Activity |
Please restate every entry exactly. Leave out the pictures.

The data |
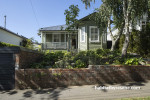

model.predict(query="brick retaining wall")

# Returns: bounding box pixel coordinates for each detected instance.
[17,50,42,69]
[15,65,150,89]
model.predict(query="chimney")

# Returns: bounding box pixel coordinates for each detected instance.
[4,15,6,28]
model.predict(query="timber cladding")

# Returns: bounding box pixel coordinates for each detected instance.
[15,65,150,89]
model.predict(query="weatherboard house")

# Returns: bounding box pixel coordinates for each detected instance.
[39,13,107,51]
[0,26,27,46]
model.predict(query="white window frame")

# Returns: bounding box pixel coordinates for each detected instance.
[52,33,61,42]
[89,26,99,42]
[80,27,85,42]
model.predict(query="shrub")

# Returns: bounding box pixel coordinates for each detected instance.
[0,42,18,47]
[30,48,146,69]
[75,59,86,68]
[73,51,89,67]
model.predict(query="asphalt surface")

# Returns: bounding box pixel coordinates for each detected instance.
[0,81,150,100]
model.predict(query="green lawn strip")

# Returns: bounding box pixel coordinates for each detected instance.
[117,96,150,100]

Solution to the exercise |
model.predict(query="brick retaining wall")

# Returns: bounding box pixel coordinates for each detected instance.
[17,50,42,69]
[15,65,150,89]
model.predict(query="chimney")

# Returns: bounding box pixel coordinates for each detected instance.
[4,15,6,28]
model.predict(query="timber cladding")

# Returns: bounding box pixel coordinates for each detected instance.
[15,65,150,89]
model.predict(query="weatherboard house")

# Returns: bounding box pixel coordinates for each detected instance.
[39,13,107,51]
[0,26,27,46]
model.predict(query="white window frame")

# Returns: bounding box pixel coordinates for each detected instance.
[52,33,61,42]
[89,26,99,42]
[80,27,85,42]
model.predict(query="shrub")

# Returns: bounding box pixel coordinates for each detected instance.
[0,42,18,47]
[30,48,146,69]
[75,59,86,68]
[73,51,89,67]
model.predict(query="asphalt surface")

# Returns: bounding box pixel coordinates for each detected instance.
[0,81,150,100]
model.predict(query="green lawn strip")

# Returns: bounding box pixel coordinates for each detected instance.
[117,96,150,100]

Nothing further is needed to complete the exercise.